[Stored items from a collection]
★ ★ ★

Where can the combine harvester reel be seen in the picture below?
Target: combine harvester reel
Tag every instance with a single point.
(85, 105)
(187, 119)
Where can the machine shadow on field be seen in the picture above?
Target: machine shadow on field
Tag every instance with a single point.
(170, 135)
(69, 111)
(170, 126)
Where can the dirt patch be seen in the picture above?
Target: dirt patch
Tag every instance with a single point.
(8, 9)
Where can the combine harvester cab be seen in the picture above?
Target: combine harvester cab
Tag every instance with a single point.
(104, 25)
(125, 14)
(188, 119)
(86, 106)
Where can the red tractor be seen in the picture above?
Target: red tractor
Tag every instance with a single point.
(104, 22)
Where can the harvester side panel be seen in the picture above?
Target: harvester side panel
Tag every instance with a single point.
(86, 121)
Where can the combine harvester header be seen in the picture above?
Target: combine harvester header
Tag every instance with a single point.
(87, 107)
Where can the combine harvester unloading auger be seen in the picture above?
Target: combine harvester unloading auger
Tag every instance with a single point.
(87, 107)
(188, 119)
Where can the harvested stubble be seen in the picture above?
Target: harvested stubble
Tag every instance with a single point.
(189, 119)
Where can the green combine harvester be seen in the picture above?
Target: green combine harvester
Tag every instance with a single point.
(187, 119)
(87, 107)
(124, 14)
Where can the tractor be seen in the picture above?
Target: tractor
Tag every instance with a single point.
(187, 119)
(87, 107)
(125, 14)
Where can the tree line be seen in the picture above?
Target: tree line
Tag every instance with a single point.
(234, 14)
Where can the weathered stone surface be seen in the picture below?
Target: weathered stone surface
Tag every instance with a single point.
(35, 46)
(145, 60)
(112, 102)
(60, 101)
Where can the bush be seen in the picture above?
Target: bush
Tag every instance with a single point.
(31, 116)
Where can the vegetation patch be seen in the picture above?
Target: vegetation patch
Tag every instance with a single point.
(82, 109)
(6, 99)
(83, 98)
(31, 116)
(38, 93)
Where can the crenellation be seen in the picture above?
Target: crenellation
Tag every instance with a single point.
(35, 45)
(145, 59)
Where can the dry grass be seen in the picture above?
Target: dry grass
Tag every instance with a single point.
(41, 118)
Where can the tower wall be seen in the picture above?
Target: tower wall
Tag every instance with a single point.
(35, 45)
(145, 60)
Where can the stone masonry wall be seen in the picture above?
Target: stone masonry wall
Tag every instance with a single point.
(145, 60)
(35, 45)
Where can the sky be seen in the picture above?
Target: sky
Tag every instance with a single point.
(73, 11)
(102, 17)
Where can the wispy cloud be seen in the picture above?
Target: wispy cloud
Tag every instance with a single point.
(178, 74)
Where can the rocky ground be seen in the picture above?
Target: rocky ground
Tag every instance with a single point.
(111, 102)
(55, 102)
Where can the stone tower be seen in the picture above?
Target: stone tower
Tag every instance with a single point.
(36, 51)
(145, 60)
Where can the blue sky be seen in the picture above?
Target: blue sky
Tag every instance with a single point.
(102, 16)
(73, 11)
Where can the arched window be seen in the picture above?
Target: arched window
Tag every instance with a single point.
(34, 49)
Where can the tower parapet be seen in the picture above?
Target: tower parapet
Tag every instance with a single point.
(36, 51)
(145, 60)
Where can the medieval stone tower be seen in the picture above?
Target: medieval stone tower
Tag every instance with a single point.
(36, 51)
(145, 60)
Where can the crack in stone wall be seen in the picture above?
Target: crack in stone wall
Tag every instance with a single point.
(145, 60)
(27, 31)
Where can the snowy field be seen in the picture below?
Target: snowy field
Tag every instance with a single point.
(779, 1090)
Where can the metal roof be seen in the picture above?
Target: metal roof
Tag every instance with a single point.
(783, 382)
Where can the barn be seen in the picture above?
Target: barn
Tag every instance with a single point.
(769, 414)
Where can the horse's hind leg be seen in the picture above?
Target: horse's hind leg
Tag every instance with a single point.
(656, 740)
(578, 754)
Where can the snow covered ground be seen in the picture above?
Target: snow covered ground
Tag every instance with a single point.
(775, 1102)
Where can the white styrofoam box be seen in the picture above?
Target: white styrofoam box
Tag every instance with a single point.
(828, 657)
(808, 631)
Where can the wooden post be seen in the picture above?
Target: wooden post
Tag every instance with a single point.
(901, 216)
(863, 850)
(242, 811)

★ ★ ★

### The task
Return the line that contains "Where can the barn" and all lines after it, verbatim, and nothing else.

### Exercise result
Where can the barn be seen in the picture above?
Target: barn
Tag every instance with a single point.
(769, 414)
Where can the horse's hind leg be seen in the picture above?
Target: horse's hind leg
Tag every instance with a single point.
(656, 740)
(578, 754)
Where can the snow covered ground be seen in the picture above?
Target: snow covered ground
Tag every instance with a single point.
(775, 1102)
Where can the white styrofoam box be seen in the picture above?
Target: white styrofoam box
Tag every instance with a single point.
(828, 657)
(808, 631)
Where can the wooden post be seen in the picture above?
Target: wooden post
Tag every instance with a single point.
(901, 216)
(863, 850)
(242, 811)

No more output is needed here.